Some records
■ ■ ■ ■

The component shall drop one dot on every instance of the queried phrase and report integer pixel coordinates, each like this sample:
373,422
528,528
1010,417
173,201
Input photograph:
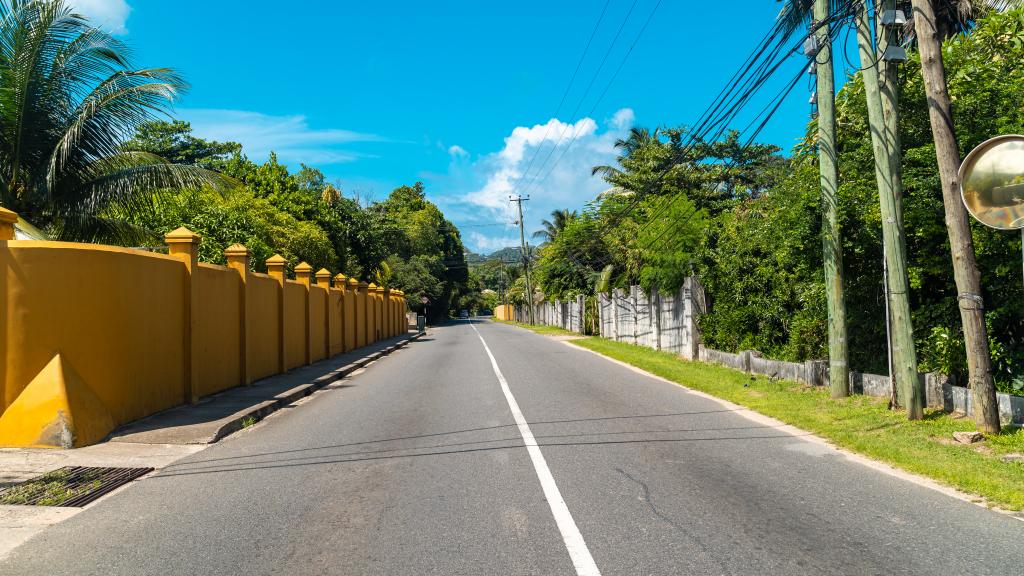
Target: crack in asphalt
647,497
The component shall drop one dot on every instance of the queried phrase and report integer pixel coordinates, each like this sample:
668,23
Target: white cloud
551,162
111,15
290,136
623,120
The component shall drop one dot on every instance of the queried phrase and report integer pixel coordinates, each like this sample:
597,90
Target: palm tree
70,99
554,227
638,138
933,22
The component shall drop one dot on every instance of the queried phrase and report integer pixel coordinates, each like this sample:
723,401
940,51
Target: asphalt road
418,466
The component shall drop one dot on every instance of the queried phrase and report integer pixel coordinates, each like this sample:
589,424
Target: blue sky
460,95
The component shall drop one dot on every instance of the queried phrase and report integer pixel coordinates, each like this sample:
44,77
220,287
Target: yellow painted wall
122,327
360,318
503,312
219,325
349,316
116,315
317,323
379,307
336,312
295,324
262,326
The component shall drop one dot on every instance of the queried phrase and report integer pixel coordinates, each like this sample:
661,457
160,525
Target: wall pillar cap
7,216
181,236
237,250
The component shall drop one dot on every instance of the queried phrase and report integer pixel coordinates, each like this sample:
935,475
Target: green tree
70,97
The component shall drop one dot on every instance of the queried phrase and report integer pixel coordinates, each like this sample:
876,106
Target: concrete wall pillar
361,305
275,265
655,313
324,281
238,259
183,244
303,274
7,221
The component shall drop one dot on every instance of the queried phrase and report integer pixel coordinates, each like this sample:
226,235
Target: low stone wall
940,393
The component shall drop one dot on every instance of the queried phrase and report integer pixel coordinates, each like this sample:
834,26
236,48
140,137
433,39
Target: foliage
754,237
859,423
70,97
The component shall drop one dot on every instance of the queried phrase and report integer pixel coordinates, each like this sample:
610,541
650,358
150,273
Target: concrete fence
569,315
659,321
669,322
95,336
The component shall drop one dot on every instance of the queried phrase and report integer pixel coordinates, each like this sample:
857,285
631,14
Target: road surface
419,465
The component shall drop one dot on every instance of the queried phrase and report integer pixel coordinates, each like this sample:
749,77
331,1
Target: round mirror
992,182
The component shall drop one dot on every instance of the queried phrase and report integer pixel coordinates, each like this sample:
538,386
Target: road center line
574,543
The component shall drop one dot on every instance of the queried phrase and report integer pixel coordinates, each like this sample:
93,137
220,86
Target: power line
611,80
586,92
752,76
568,87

■ ■ ■ ■

- _What is expected_
Print each entry shown above with exact wording and no pictures.

- _Expected output_
The component shall drop one dot on every instance of the queried phrase and report integer pixel coordinates, each like this sample:
373,422
528,528
1010,417
173,201
Input photograph:
Target: crack in asphalt
647,497
The component shall drop one dot on every instance of the queried phrase and report integer pixel coordinates, each like this sample:
668,23
Target: white cloud
551,162
111,15
290,136
623,120
The component shall drop one dot on every instance of the queried phrase and report integer pixel coordinates, each like this sample:
597,90
Target: palm tree
70,99
554,227
638,138
933,22
The component shall drop one dot on every instance of the queried phrase and report integer pixel coordinates, each like this sample:
723,401
940,51
Target: asphalt road
418,466
The component shall drop one dot on every instance of the queried phrase and report integer pixel coordinates, each like this sample:
589,424
Target: blue sky
460,95
The component shall drop one dot on every instance of the queried phrase and report integer pixel coordinates, each like this sample:
44,77
220,287
Target: yellow painted wall
122,327
360,318
503,312
219,325
349,316
116,315
317,323
379,307
336,312
295,324
262,326
The component shall drop one dot on every instance of the queried phrase and report integer pixel coordinates, each like this sample:
661,457
160,525
Target: wall pillar cap
7,216
181,236
237,250
The component shall drop one dot on every instance of the queried phrase and report integer pixel coordinates, each like this sample:
935,475
Target: green tree
70,97
The component shall drop one dot on every instance of the queried phrase and report integer pixel coordinates, each like this sample:
876,106
Target: concrete wall pillar
361,305
275,265
655,313
324,281
238,259
183,244
303,274
7,221
The component shall drop one dot on every instance of the queried phrase and report integer pixel coordinates, each like this sample:
226,235
Target: low stone wall
940,393
The component shall drop one dot on every instance of the queried phrase and report integer pixel coordinates, each like this sample:
834,26
236,48
140,137
433,39
Target: foliage
754,237
859,423
70,97
The component shall drop one dot on every instance of the queried phrase and report integer pixel coordinates, each like this sample:
610,541
650,358
150,273
Target: concrete fence
569,315
659,321
669,322
95,336
The component shall drop one dot on every instance of the queried phrase and report integer pixel coordinates, each like this sample:
857,285
631,14
Target: road surface
419,465
The component shall drop one dot on every instance of the queried phrase and report integer pixel coordinates, each like this sample:
749,77
331,1
Target: round mirror
992,182
The component shall drop one dot on every instance of the queried phrase and report integer pixel coordinates, each like this sample:
538,386
Target: road center line
574,543
The component shall drop one dot on every instance of the queried phrase and report integer pixel coordinates, each like this sample:
93,137
220,86
Target: power line
611,80
586,92
752,76
568,87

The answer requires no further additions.